### Exercise task
Rewrite the rows below as a JSON list of strings, one string per line and with blank lines left out, covering everything from the line containing "Locate the dark" down to the end of the rows.

------------------------------

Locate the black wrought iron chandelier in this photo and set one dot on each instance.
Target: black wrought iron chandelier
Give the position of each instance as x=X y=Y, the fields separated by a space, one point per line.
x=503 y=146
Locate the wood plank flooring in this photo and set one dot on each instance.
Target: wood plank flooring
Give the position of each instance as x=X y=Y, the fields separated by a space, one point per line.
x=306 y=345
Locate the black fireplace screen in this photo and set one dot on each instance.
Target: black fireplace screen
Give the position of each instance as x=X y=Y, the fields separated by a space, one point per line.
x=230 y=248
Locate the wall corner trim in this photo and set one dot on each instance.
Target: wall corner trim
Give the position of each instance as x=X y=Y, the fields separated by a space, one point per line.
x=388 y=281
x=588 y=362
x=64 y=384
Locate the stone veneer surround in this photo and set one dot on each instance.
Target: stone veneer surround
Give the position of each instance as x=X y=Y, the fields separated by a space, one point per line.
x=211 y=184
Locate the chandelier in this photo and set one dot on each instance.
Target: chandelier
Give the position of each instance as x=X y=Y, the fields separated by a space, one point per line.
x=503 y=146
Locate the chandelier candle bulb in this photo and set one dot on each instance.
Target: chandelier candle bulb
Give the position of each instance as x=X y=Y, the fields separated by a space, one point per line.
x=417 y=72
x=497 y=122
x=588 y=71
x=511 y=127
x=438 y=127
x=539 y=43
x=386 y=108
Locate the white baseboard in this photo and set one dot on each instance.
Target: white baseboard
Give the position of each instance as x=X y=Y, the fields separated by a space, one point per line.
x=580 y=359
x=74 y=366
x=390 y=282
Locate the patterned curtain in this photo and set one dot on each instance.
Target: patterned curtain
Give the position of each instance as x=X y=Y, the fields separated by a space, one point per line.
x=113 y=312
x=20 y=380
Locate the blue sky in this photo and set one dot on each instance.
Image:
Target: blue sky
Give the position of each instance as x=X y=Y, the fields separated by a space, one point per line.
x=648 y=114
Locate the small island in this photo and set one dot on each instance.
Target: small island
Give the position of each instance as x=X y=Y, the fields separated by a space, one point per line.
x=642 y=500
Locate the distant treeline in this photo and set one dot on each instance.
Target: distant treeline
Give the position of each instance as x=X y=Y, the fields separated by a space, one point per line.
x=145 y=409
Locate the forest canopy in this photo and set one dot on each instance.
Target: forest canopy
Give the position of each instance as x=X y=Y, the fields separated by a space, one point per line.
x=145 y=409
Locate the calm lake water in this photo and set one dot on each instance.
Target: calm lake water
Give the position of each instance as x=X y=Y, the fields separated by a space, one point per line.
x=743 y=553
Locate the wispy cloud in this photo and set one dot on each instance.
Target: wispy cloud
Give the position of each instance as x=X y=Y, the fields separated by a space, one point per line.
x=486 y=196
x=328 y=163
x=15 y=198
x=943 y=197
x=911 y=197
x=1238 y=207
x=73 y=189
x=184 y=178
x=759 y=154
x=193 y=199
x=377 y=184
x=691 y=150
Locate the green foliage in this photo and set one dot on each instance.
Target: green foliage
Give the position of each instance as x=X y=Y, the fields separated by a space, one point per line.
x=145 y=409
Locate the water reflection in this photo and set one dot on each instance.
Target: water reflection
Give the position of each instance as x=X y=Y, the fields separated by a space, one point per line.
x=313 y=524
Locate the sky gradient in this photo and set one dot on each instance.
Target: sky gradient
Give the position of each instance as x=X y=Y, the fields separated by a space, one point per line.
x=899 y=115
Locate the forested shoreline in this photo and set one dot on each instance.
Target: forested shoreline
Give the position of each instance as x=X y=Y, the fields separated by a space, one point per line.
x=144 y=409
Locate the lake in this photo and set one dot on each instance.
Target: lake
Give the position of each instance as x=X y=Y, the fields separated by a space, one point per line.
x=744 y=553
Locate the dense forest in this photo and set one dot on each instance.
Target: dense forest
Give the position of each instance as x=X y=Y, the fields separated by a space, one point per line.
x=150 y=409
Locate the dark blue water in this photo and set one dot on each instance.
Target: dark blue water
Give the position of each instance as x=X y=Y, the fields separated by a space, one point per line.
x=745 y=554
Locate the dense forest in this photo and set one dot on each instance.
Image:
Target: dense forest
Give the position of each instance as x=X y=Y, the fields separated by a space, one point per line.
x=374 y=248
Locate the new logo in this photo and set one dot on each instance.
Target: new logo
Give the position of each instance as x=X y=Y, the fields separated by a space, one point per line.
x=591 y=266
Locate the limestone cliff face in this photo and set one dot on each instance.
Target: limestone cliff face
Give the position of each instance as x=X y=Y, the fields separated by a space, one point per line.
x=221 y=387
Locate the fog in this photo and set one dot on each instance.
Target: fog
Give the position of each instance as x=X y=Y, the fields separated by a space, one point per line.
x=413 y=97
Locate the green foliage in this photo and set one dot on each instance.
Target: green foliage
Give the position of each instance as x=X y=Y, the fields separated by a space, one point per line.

------------------------------

### The solution
[
  "Locate the dark blue water in this photo and set one dot on each instance.",
  "Target: dark blue water",
  "Give the position of each instance as x=X y=Y, the fields separated by a space, one point per line.",
  "x=745 y=554",
  "Locate the dense forest in this photo and set one dot on each instance.",
  "Image:",
  "Target: dense forest",
  "Give the position of each instance as x=X y=Y, the fields separated by a space, one point per line.",
  "x=374 y=248",
  "Locate the new logo in this photo and set one dot on each instance.",
  "Target: new logo",
  "Give the position of each instance as x=X y=Y, the fields separated by a space, one point per line.",
  "x=591 y=266",
  "Locate the limestone cliff face in this photo and set one dot on each instance.",
  "Target: limestone cliff face",
  "Give the position of each instance as x=X y=Y, the fields separated by a space, one point per line.",
  "x=221 y=387",
  "Locate the fog in this photo and set one dot on each instance.",
  "Target: fog",
  "Give the position of each instance as x=X y=Y, the fields separated by a space, one point per line.",
  "x=413 y=97",
  "Locate the green foliage in this photo and set one dot on each instance.",
  "Target: green foliage",
  "Give the position of each instance as x=X y=Y, the fields separated by a space, one point per line."
]